SOURCE TEXT:

Dark-corners floating-point behavior in C++

Dave Rahardja · Sep 7, 2005

Does the C++ standard specify the behavior of floating point numbers during
"exceptional" (exceptional with respect to floating point numbers, not
exceptions) conditions?

For example:

double a = 1.0 / 0.0; // What is the value of a? Infinity?
double b = 0.0 / 0.0; // What is the value of b? NaN?

What about overflow/underflow conditions in the library? Is HUGE_VAL always a
defined constant?

#include <cmath>
using namespace std;

double c = pow(1e100, 1e100); // What is the value of c?
double d = pow(0.5, 1e100); // What is the value ef d?

Jack Klein · Sep 7, 2005

Does the C++ standard specify the behavior of floating point numbers during
"exceptional" (exceptional with respect to floating point numbers, not
exceptions) conditions?

For example:

double a = 1.0 / 0.0; // What is the value of a? Infinity?
double b = 0.0 / 0.0; // What is the value of b? NaN?

The behavior of both of the above is just plain undefined. There is
no requirement or specification of a value, there is none.

What about overflow/underflow conditions in the library? Is HUGE_VAL always a
defined constant?

HUGE_VAL is a required macro in <math.h>/<cmath>. It expands to a
positive double constant expression not necessarily representable in a
float. The intent is that it be the largest possible value that can
be held in a double, or a representation of positive infinity, if the
floating point type has such a representation.

#include <cmath>
using namespace std;

double c = pow(1e100, 1e100); // What is the value of c?

Assuming that the result is too large to be represented in a double,
his one should result in HUGE_VAL, and errno is set to ERANGE.

double d = pow(0.5, 1e100); // What is the value ef d?

Again assuming limitations on the range of a double, so that this
underflows to 0, the return will be 0.0, errno might or might not be
set to ERANGE.

But don't confuse library functions, which have fully defined
behavior, with overflow or underflow when using the build-in
arithmetic operators on any arithmetic type, be it floating point or
signed integer types. The latter has just plain undefined behavior.
Division by 0, even with unsigned integer types, is also undefined
behavior.

None of the <math.h>/<cmath> functions are allowed to produce
undefined behavior when passed arguments representable in the argument
type. If the arguments are out of range for the function, such as an
argument outside the range of [-1,+1] to acos(), an
implementation-defined value is returned and errno is set to EDOM.

DATA EXCERPTS:
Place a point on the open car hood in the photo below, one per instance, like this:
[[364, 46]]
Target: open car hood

---

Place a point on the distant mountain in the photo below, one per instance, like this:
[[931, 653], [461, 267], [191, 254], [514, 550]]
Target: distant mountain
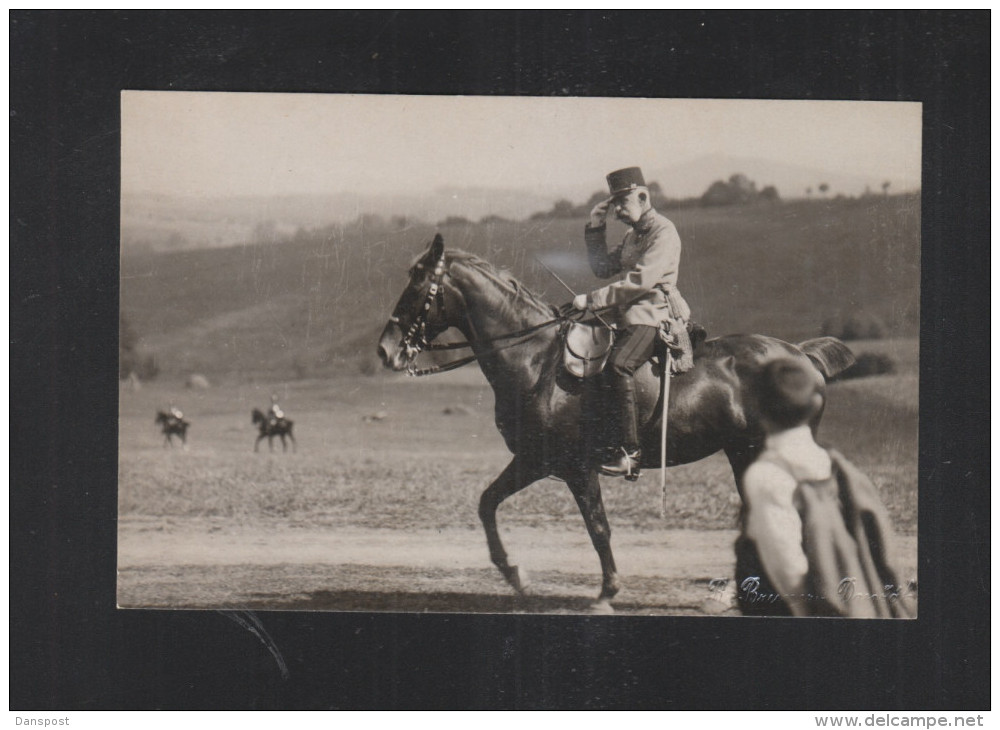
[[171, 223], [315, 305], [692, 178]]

...

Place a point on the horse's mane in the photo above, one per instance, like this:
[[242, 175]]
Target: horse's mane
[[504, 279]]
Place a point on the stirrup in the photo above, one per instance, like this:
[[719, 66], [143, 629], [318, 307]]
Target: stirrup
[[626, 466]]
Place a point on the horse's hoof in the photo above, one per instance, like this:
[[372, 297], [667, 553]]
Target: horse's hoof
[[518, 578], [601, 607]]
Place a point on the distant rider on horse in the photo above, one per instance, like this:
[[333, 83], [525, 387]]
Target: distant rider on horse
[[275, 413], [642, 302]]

EXERCISE: Pick up the forum thread on floating-point behavior in C++ after its last sentence and carry it on.

WRITTEN REPLY:
If the result of the function is not representable in the return type,
the functions mostly return HUGE_VAL or -HUGE_VAL and set errno to
ERANGE on magnitude overflow, and 0 with errno possible set to ERANGE.

velthuijsen · Sep 7, 2005

First: appologies for sending the first version to you instead of the
NG.

If your compiler follows the float standard
Which you can check by including <limits> then test for conformance
using:
numeric_limits<float>::is_iec559

The following should result if it follows the standard:

double a = 1.0 / 0.0; // What is the value of a? Infinity?

An error since the compiler should discover a division by 0 when it
attempts to turn 1.0/0.0 into a constant.
Ignoring that: +Infinity (infinity keeps sign)

double b = 0.0 / 0.0; // What is the value of b? NaN?

See comment above.
The result would be: Indetermined

What about overflow/underflow conditions in the library? Is HUGE_VAL always a
defined constant?

This kind of error generally gets trapped at the processor.
There are OS specific solutions to get at these errors.

double c = pow(1e100, 1e100); // What is the value of c? +Infinity

double d = pow(0.5, 1e100); // What is the value ef d?

0

And depending on how the OS works all 4 calculations will result in
various errors that can be recoved using os specific functions.

Dave Rahardja · Sep 7, 2005

Assuming that the result is too large to be represented in a double,
his one should result in HUGE_VAL, and errno is set to ERANGE.

Thanks for your reply. Is there a portable way to detect these conditions at
run-time, even after they have happened?

My trouble with errno is that it is usable only in a single-threaded
application. My applications are almost always multithreaded at some point.

There are hooks in some libraries like _matherr() that allow me to trap for
these errors, but I suspect those hooks are not part of the standard library.
Am I right?

-dr

red floyd · Sep 7, 2005

Dave said:
My trouble with errno is that it is usable only in a single-threaded
application. My applications are almost always multithreaded at some point.

[DISCLAIMER: NON STANDARD SINCE THE STANDARD DOESN'T ADDRESS THREADS]

The implementations that I've seen (MSVC and G++) define errno in a
multithreaded environment as a macro which gives thread-specific error info.

i.e. [SAMPLE ONLY, NOT ACTUAL IMPLEMENTATION]

int *thread_specific_errno();
#define errno (*thread_specific_errno())

Pete Becker · Sep 7, 2005

First: appologies for sending the first version to you instead of the
NG.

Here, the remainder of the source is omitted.